Go through the entries below from the first line and output each one exactly, up to and including the line with "Task: locate the tree, dropping".

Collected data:
____________________

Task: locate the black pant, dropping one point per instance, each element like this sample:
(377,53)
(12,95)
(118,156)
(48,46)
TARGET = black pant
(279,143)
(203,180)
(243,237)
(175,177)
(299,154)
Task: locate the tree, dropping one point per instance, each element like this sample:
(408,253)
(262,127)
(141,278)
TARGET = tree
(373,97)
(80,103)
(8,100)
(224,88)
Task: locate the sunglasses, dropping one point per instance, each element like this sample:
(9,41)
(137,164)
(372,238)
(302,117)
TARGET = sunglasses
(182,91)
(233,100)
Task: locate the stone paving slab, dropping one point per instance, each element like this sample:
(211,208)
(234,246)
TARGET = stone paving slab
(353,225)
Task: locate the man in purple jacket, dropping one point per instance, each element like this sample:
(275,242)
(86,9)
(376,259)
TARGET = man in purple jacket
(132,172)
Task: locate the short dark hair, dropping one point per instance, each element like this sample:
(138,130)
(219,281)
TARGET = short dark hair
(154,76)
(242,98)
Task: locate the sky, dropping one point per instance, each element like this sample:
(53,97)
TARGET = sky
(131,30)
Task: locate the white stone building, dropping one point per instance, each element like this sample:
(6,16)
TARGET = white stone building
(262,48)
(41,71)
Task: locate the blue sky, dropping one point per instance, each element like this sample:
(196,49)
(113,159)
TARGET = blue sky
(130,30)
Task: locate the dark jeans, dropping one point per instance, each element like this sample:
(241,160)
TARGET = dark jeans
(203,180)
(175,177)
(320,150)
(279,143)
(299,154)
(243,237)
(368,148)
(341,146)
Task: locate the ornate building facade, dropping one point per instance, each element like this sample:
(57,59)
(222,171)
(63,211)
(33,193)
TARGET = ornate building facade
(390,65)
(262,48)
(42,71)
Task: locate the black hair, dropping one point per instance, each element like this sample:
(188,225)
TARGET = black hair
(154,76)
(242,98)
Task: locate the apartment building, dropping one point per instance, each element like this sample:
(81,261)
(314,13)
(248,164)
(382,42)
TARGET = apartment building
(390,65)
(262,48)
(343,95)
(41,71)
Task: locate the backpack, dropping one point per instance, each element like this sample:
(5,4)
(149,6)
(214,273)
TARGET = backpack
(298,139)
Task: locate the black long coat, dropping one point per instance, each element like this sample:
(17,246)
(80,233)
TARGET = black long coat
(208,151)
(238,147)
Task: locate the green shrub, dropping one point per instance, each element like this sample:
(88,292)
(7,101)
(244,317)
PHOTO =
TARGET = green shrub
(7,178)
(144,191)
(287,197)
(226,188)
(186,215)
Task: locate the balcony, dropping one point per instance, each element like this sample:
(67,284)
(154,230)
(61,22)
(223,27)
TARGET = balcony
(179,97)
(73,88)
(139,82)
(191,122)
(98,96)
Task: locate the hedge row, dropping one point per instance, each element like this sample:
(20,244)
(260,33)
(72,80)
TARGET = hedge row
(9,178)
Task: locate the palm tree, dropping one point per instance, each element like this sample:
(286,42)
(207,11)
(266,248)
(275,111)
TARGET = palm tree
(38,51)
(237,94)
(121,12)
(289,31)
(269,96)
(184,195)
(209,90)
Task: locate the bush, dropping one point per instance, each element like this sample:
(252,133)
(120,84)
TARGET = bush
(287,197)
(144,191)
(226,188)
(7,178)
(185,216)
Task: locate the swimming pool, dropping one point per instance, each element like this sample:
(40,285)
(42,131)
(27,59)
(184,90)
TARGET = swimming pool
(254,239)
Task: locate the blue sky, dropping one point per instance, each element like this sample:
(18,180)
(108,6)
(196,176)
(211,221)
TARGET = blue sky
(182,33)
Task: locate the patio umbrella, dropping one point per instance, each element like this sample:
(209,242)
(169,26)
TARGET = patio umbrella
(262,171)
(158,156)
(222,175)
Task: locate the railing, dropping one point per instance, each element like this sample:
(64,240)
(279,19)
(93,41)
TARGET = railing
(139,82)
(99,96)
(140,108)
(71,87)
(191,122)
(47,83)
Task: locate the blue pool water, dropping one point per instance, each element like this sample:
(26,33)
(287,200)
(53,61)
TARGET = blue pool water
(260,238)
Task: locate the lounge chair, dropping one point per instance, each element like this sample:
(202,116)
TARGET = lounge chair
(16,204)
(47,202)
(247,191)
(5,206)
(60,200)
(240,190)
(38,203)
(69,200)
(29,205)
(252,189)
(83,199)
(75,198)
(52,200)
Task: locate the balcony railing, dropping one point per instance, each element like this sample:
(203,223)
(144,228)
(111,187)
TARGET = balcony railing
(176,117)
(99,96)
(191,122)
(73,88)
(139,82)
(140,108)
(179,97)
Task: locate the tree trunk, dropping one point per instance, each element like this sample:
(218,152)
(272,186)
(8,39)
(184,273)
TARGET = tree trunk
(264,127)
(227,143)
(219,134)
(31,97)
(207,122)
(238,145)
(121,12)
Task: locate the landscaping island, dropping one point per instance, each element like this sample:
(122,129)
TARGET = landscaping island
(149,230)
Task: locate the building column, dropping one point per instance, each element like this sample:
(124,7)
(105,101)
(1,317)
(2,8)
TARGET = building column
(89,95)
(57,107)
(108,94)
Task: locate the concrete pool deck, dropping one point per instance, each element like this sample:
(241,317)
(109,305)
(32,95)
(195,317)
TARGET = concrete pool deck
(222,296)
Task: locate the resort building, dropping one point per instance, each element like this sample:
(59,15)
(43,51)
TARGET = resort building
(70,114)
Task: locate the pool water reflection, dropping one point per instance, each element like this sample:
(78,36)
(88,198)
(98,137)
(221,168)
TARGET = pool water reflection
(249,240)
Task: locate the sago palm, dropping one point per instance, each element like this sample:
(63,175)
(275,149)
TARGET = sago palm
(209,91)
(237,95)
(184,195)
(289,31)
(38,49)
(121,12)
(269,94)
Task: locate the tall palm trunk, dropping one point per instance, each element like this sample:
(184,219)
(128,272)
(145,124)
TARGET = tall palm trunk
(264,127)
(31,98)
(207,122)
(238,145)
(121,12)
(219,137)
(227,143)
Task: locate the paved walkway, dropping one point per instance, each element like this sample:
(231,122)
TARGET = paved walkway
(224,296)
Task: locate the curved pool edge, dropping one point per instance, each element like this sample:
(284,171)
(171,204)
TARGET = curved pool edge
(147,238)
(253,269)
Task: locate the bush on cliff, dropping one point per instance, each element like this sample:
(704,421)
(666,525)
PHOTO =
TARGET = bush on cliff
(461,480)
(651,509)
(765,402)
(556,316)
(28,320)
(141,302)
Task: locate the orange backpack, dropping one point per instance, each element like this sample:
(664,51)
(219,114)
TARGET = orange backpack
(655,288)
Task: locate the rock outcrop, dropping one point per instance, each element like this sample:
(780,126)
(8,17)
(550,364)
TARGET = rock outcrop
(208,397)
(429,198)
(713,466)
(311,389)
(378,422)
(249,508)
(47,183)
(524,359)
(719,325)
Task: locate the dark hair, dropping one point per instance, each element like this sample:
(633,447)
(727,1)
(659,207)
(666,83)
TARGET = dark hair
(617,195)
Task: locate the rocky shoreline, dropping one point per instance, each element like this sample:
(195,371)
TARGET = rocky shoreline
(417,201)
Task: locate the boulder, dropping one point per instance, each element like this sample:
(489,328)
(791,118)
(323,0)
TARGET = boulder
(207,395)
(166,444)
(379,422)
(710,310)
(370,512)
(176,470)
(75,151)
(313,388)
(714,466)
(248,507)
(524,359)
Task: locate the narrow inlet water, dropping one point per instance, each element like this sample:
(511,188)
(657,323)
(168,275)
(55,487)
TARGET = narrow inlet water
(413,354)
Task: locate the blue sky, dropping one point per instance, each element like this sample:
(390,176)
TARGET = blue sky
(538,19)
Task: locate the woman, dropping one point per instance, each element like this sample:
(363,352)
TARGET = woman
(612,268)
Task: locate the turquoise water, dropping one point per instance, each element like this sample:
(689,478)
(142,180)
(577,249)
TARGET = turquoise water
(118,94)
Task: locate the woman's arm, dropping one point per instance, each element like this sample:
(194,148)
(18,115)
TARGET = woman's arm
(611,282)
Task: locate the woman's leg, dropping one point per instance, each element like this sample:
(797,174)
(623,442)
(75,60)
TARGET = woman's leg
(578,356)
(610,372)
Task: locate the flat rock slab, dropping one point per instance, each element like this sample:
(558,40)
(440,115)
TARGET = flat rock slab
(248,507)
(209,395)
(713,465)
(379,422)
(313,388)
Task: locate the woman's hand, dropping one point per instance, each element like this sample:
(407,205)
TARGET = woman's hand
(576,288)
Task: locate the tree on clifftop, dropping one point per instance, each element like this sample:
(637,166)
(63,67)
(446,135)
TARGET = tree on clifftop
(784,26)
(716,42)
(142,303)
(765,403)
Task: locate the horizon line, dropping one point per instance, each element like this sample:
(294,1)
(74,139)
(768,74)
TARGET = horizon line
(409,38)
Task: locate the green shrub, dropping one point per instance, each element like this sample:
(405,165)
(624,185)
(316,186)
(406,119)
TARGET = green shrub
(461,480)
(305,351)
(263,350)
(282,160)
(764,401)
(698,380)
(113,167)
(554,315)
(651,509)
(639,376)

____________________

• Task solution
Task: locate the black pant, dropping one point per instance, each element like this sample:
(377,53)
(12,95)
(118,156)
(48,46)
TARGET = black pant
(279,143)
(203,180)
(243,237)
(175,177)
(299,154)
Task: locate the tree, dropping one point per instance, each element like this sample:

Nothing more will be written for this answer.